* Exercise instructions *
Answer these questions from the post on drug costs in progressive MS:
1. How much does Simvastatin cost per month?
2. In what year does the Gilenya trial finish?
3. What figure is given for a government-funded academic clinical trial?

#MSResearch Do we want cheap drugs?
We have been talking about the cost of drugs in the US, but we can also bring it back to the UK.
The occasion is a recent trial of Simvastatin in progressive MS, which costs £1-2 per month; that's £12-24 per year for an MS treatment! The nearest ‘big pharma’ kid on the block with regard to treating progressive MS is Gilenya, whose trial finishes in 2014. This drug costs £14,000 per year give or take a few thousand quid. In the States multiply this by two (yep, ProfG is right about the US paying more for their drugs).
So if we say 10% of MSers have progressive MS, okay it will be more, then with 10,000 progressive MSers in the UK, drug costs would be about £200,000 p.a. (statins) versus about £140,000,000 (big pharma) per year.
Lets say 30 years on drug is £4,200,000,000 (pharma) versus £6,000,000 (Simvastatin).
So for the government to fund an academic clinical trial costs say £1,500,000 (it costs pharma a lot more because their staff are being paid), that means about £3,000,000 for two trials, plus a few hundred thousand for the licensing. Even if we add £100,000 p.a. for keeping the licence there is considerable saving to the NHS – spend about £15 million to save over £4 billion.

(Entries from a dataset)
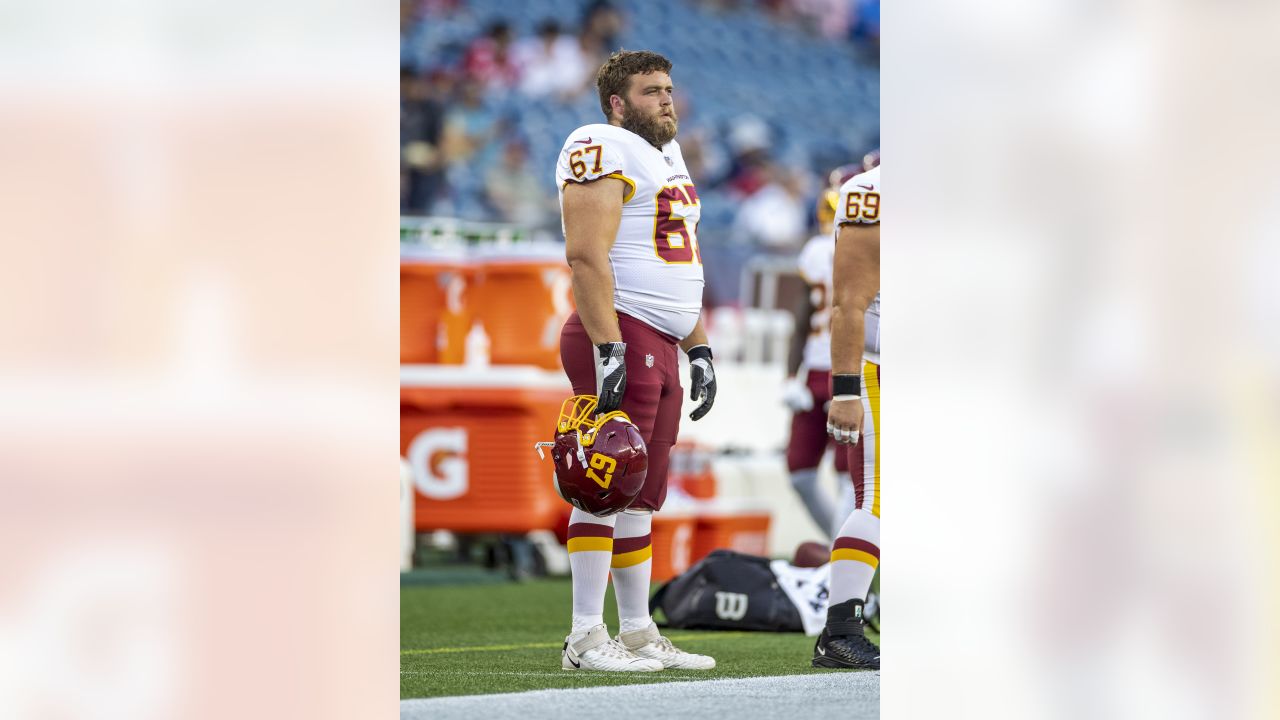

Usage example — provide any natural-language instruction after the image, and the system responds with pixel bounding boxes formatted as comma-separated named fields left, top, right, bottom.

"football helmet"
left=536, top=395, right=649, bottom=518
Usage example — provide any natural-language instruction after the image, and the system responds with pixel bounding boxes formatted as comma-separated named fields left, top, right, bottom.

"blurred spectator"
==
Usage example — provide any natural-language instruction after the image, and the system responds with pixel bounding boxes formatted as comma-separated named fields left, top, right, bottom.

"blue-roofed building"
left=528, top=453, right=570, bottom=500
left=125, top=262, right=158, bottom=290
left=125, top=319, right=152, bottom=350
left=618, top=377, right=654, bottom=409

* Answer section *
1. £1-2 per month
2. 2014
3. £1,500,000